CodeS: Pretraining

Introduction

CodeS was trained in a two major steps:

First, it was pretrained from the StarCoder model on multiple Text/SQL datasets
Second, it was fine-tuned on the target dataset.

StarCoder

StarCoder is a large language model trained on permissively licensed data from GitHub, including from 80+ programming languages (Including SQL), Git commits, GitHub issues, and Jupyter notebooks

StarCoder was trained for a large number of tasks. And for that reason, it may not suited for complex SQL queries. For that reason, StarCoder was pretrained with Text/SQL data into CodeS.

SQL Data (11GB)

This data is used to enhance the SQL generation capability of language models.

For CodeS, the SQL segment from StarCoder’s pre-training corpus was chosen, and the training took 2 epochs.

Text2SQL Data (4.5GB)

Datasets

This data is used to enhance the SQL generation capability of language models.

To bridge the gap between natural language questions and SQL queries, 4 datasets were incorporated in the pre-training corpus:

CoNaLa and StaQC, which are derived automatically from Stack Overflow, encompasses many NL-to-Python and NL-to-SQL pairs.
CodeAlpaca 20k4, which encompasses a wealth of instruction-following data related to code, being created using the self-instruct methodology.
Jupyter-structured-clean-dedup, a subset of the StarCoder’s pre-training corpus, comprises a vast collection of structured Jupyter notebooks containing both code and accompanying natural language explanations.

[Dataset excerpts]
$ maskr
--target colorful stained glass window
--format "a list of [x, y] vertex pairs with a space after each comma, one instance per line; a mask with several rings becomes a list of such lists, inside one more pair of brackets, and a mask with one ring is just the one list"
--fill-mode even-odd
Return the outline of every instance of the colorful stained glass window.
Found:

*TASK A*:
Answer these questions about the CodeS pretraining page:
(i) From which model was CodeS pretrained?
(ii) How many epochs did training on the SQL segment take?
(iii) Which two datasets are derived automatically from Stack Overflow?
*TASK B*: Quote the CodeS pretraining page between "StarCoder was trained" and "SQL Data (11GB)", inclusive.

*ANSWER SPACE A*:
(i) StarCoder
(ii) 2 epochs
(iii) CoNaLa and StaQC

*ANSWER SPACE B*:
StarCoder was trained for a large number of tasks. And for that reason, it may not suited for complex SQL queries. For that reason, StarCoder was pretrained with Text/SQL data into CodeS.

SQL Data (11GB)